**Source text:**
* Begin *

All scalar parameters to entry functions must have semantic annotations, and all
struct parameters must have semantic annotations on every field in the struct
declaration. Additionally if the entry function has a return type, a semantic
annotation must be provided for the return type as well.
HLSL entry functions can be called from other parts of the shader, which has
implications on code generation.
Implementation Details
======================
In Clang, the DXC ``/E`` option is translated to the cc1 flag ``-hlsl-entry``,
which in turn applies the ``HLSLShader`` attribute to the function with the
specified name. This allows code generation for entry functions to always key
off the presence of the ``HLSLShader`` attribute, regardless of what shader
profile you are compiling.
In code generation, two functions are generated. One is the user defined
function, which is code generated as a mangled C++ function with internal
linkage following normal function code generation.
The actual exported entry function which can be called by the GPU driver is a
``void(void)`` function that isn't name mangled. In code generation we generate
the unmangled entry function to serve as the actual shader entry. The shader
entry function is annotated with the ``hlsl.shader`` function attribute
identifying the entry's pipeline stage.

* End *

**Information supplied:**
* Begin *

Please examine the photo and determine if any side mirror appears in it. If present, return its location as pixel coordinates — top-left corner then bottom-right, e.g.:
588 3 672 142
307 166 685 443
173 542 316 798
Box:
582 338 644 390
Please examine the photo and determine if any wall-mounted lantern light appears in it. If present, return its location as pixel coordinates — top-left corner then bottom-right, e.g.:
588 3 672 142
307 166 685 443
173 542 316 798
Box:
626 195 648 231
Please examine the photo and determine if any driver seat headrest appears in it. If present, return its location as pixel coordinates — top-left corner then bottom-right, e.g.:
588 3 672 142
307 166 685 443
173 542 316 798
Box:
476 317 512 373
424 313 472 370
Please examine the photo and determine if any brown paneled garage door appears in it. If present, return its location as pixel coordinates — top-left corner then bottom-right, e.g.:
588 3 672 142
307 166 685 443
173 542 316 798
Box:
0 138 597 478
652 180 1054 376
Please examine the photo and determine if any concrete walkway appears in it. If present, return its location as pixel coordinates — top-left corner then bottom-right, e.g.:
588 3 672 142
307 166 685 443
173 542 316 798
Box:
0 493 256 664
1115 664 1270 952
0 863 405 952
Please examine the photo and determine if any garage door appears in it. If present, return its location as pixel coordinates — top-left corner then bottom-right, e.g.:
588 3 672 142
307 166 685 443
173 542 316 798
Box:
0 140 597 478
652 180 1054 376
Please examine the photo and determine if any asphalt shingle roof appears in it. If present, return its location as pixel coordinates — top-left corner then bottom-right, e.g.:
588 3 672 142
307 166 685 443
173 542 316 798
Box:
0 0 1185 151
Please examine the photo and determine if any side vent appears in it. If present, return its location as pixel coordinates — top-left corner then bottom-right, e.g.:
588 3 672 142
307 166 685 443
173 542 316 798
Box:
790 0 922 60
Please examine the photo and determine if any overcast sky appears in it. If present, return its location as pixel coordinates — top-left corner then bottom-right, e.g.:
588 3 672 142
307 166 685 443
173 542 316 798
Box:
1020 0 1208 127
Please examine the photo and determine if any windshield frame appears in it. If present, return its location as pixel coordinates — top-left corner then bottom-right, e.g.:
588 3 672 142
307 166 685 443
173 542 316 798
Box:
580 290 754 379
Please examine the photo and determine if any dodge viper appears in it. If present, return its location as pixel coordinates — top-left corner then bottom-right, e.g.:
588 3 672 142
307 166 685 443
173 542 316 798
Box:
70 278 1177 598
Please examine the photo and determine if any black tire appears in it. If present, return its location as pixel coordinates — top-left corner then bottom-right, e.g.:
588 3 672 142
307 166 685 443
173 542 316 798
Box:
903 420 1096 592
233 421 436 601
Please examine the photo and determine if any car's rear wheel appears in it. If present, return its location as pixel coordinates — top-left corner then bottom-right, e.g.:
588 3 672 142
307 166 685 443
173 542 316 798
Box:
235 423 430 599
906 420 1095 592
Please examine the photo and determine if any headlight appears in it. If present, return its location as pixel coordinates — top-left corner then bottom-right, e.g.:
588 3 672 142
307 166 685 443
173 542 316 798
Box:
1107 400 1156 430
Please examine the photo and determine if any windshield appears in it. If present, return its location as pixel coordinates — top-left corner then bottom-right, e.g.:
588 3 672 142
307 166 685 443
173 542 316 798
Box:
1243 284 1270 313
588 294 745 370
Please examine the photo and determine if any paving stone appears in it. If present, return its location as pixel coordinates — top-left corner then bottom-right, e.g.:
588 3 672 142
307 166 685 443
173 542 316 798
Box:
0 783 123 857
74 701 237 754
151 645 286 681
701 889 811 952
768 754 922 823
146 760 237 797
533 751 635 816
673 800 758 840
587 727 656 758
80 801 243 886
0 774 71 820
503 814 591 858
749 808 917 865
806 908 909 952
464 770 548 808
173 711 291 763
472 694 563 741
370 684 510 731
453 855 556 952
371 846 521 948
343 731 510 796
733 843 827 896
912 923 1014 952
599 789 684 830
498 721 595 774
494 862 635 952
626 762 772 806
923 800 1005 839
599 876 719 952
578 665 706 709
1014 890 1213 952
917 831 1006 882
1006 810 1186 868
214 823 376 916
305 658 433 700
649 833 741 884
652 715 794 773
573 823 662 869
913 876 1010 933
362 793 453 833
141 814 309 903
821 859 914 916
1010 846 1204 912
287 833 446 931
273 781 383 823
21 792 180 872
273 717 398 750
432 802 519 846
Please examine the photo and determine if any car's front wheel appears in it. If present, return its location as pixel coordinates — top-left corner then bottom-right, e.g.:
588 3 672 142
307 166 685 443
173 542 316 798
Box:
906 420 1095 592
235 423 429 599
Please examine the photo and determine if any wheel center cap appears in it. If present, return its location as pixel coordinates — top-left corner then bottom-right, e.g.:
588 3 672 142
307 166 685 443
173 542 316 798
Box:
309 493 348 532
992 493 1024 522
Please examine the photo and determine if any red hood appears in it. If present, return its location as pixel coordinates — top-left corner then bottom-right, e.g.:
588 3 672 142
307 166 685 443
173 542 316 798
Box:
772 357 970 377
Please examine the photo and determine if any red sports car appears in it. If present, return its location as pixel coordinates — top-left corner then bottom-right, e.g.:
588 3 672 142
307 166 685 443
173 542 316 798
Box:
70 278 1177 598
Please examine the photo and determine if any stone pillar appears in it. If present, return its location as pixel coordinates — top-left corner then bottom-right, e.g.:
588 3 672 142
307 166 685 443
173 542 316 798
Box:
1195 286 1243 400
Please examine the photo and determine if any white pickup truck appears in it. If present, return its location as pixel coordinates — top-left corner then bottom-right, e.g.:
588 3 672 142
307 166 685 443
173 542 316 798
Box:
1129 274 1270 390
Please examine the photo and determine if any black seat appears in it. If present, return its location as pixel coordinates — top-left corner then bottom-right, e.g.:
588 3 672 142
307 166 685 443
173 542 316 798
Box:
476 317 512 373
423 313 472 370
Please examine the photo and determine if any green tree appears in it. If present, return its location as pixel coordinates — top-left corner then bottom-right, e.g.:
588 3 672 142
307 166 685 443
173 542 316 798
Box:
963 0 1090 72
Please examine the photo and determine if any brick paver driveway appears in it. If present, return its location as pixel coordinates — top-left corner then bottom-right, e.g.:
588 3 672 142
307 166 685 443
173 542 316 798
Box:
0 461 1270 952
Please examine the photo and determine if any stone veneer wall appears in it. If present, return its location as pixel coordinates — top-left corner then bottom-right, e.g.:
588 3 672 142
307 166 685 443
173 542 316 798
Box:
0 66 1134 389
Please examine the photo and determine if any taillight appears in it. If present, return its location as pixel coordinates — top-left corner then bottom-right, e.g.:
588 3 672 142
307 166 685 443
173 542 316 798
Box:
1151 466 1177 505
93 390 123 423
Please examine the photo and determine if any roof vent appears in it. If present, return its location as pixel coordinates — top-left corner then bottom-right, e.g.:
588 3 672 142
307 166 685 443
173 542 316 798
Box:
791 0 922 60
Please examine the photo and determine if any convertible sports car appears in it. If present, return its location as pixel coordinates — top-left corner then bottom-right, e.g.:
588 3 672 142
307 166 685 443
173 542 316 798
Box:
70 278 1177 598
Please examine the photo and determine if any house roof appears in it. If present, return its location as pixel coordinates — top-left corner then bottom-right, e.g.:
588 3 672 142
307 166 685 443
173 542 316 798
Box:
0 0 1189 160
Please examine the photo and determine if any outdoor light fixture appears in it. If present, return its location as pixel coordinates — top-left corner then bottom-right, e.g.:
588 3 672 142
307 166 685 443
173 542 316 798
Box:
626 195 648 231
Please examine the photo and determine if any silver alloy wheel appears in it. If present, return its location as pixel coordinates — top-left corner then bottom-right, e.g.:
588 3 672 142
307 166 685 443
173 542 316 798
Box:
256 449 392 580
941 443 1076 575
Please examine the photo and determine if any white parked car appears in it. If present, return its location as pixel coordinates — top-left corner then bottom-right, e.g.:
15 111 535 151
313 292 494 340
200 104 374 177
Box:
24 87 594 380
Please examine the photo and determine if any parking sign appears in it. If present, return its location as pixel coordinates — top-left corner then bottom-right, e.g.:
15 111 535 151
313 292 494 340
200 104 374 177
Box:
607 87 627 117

* End *

**Your instructions:**
Resume the passage on how Clang handles HLSL entry functions, carrying on from its last sentence.

**Result of this task:**
The body of the unmangled entry function contains first a call to execute global
constructors, then instantiations of the user-defined entry parameters with
their semantic values populated, and a call to the user-defined function.
After the call instruction the return value (if any) is saved using a
target-appropriate intrinsic for storing outputs (for DirectX, the
``llvm.dx.store.output``). Lastly, any present global destructors will be called
immediately before the return. HLSL does not support C++ ``atexit``
registrations, instead calls to global destructors are compile-time generated.
.. note::
HLSL support in Clang is currently focused on compute shaders, which do not
support output semantics. Support for output semantics will not be
implemented until other shader profiles are supported.
Below is example IR that represents the planned implementation, subject to
change as the ``llvm.dx.store.output`` and ``llvm.dx.load.input`` intrinsics are
not yet implemented.
.. code-block:: none
; Function Attrs: norecurse
define void @main() #1 {
entry:
%0 = call i32 @llvm.dx.load.input.i32(...)
%1 = call i32 @"?main@@YAXII@Z"(i32 %0)
call @llvm.dx.store.output.i32(%1, ...)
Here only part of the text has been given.